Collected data
###
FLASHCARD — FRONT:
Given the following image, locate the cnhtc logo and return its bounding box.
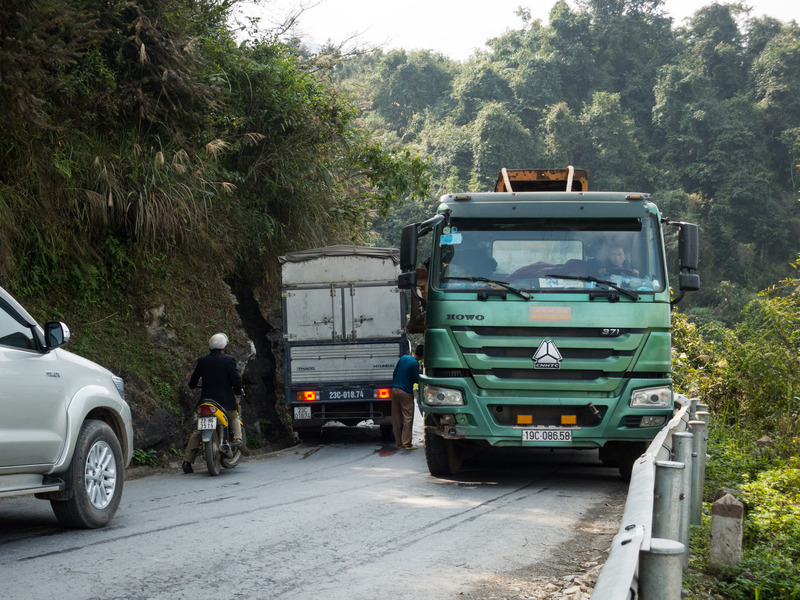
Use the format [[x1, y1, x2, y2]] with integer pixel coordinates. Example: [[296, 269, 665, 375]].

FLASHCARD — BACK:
[[533, 339, 562, 369]]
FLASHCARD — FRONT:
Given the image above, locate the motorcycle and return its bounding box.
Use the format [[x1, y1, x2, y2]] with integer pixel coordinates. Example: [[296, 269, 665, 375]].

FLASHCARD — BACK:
[[196, 399, 242, 476]]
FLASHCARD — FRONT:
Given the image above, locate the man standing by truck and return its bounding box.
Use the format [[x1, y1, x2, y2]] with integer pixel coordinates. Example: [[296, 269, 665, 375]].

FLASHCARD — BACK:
[[391, 345, 423, 450]]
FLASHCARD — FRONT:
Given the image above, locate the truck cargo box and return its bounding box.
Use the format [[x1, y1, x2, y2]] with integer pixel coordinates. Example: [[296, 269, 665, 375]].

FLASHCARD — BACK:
[[279, 246, 407, 438]]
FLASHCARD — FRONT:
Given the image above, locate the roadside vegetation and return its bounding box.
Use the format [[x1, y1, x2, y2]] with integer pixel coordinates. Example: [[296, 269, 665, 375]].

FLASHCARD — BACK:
[[0, 0, 430, 443], [672, 261, 800, 599]]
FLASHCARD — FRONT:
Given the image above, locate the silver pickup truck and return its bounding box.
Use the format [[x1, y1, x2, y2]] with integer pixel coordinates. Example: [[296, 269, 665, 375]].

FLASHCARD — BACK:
[[0, 285, 133, 528]]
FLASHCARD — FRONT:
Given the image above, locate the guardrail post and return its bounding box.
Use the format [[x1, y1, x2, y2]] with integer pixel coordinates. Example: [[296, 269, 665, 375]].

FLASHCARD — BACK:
[[639, 538, 685, 599], [688, 419, 708, 525], [653, 460, 685, 544], [689, 398, 696, 418], [671, 431, 693, 569]]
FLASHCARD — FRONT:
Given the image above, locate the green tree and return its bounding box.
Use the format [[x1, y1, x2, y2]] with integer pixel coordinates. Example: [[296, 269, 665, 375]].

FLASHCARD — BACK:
[[683, 3, 747, 97], [372, 50, 455, 132], [544, 1, 597, 107], [470, 102, 539, 188], [578, 92, 654, 189], [581, 0, 677, 132], [452, 60, 514, 125], [540, 102, 589, 167], [751, 31, 800, 188]]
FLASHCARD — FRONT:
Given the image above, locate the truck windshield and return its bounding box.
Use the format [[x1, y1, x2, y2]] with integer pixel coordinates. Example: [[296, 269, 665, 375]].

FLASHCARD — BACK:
[[434, 216, 665, 293]]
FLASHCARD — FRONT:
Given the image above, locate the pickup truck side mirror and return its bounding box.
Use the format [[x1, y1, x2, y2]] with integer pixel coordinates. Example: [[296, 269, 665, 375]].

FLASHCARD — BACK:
[[44, 321, 70, 350]]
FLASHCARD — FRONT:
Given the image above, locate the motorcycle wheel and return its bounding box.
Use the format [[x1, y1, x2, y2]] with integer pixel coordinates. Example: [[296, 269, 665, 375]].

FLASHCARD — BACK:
[[204, 430, 222, 476], [221, 448, 242, 469]]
###
Reproduce the records above exactly, excluding every picture.

→ **TASK RESULT**
FLASHCARD — FRONT:
Given the following image, locate the cnhtc logo and return its bounding box.
Use the format [[x1, y1, x2, y2]] with integer pixel coordinates. Example: [[296, 269, 665, 375]].

FLASHCARD — BACK:
[[533, 339, 562, 369]]
FLASHCARD — FRONT:
Given the image above, locate the motorcycle and return its bounding box.
Use the format [[x1, y1, x2, y2]] with integer pixel coordinates. Example: [[296, 269, 665, 375]].

FLASHCARD — BACK:
[[196, 399, 242, 476]]
FLASHCARD — FRONT:
Given the image above, locate the man standing by truck and return its bounding box.
Use the format [[x1, y1, x2, y2]] with integer pixel coordinates. Example: [[296, 269, 665, 375]].

FLASHCARD — BACK:
[[391, 345, 423, 450]]
FLASHCARD — FRONT:
Given the image above, locate the truck cargo box and return its bounding box.
Use the format [[x1, y1, x2, y2]] with integer pixel coordinates. Example: [[296, 269, 665, 375]].

FLASHCARD — BACK:
[[279, 246, 407, 438]]
FLASHCARD — FRONT:
Given the image above, locate the roadside vegetation and return its bounding box.
Use the format [[x1, y1, x2, y2]] with integer pixel coordinates. Example: [[296, 269, 665, 375]].

FLASHCARD — BACK:
[[0, 0, 430, 443], [672, 261, 800, 599]]
FLASHCARD — FRONT:
Given the image above, locate the silver pickup truck and return its bounding box.
Use the format [[x1, y1, x2, y2]] with integer pixel coordinates. Example: [[296, 269, 665, 375]].

FLASHCARD — BACK:
[[0, 285, 133, 528]]
FLASHCARD — FRONT:
Given the image above, locate the guardrail post and return its bounding box.
Use the format [[x1, y1, x2, y2]] with integer pixel coordinates. Example: [[296, 269, 665, 375]].

FLASHCARD — BACK:
[[639, 538, 685, 599], [688, 419, 708, 525], [653, 460, 685, 544], [689, 398, 696, 418], [671, 431, 693, 569]]
FLASHCARD — FRONT:
Given the image above, locate the green tree and return its bounding box.
Use the format [[x1, y1, x2, y2]] with integer pixel coordinates. Example: [[296, 269, 665, 375]].

FLASHCARD — BACK:
[[683, 3, 747, 97], [372, 50, 455, 132], [544, 1, 597, 107], [470, 102, 539, 188], [578, 92, 654, 189], [581, 0, 677, 132], [452, 60, 514, 125], [540, 102, 589, 167], [751, 31, 800, 188]]
FLASHCARD — FRONT:
Given the image above, locate the truck windshield and return its bounding box.
Use the format [[x1, y1, x2, y2]] with integer pixel coordinates. Example: [[296, 269, 665, 375]].

FLASHCARD — BACK:
[[434, 216, 665, 293]]
FLASHCARD — FRONT:
Given the image above, locate the pickup truck side mirror and return its bounding box.
Use the format [[x1, y1, x2, y2]] with integer pixel coordinates. Example: [[296, 269, 665, 375]].

FLASHCARD — BACK:
[[44, 321, 70, 350]]
FLASHCARD — FRONT:
Given the image above, locate the motorcycle wheel and return its bounding box.
Use the format [[x1, y1, x2, y2]] with integer pixel coordinates. Example: [[296, 269, 665, 375]].

FLASHCARD — BACK:
[[204, 430, 222, 476], [221, 448, 242, 469]]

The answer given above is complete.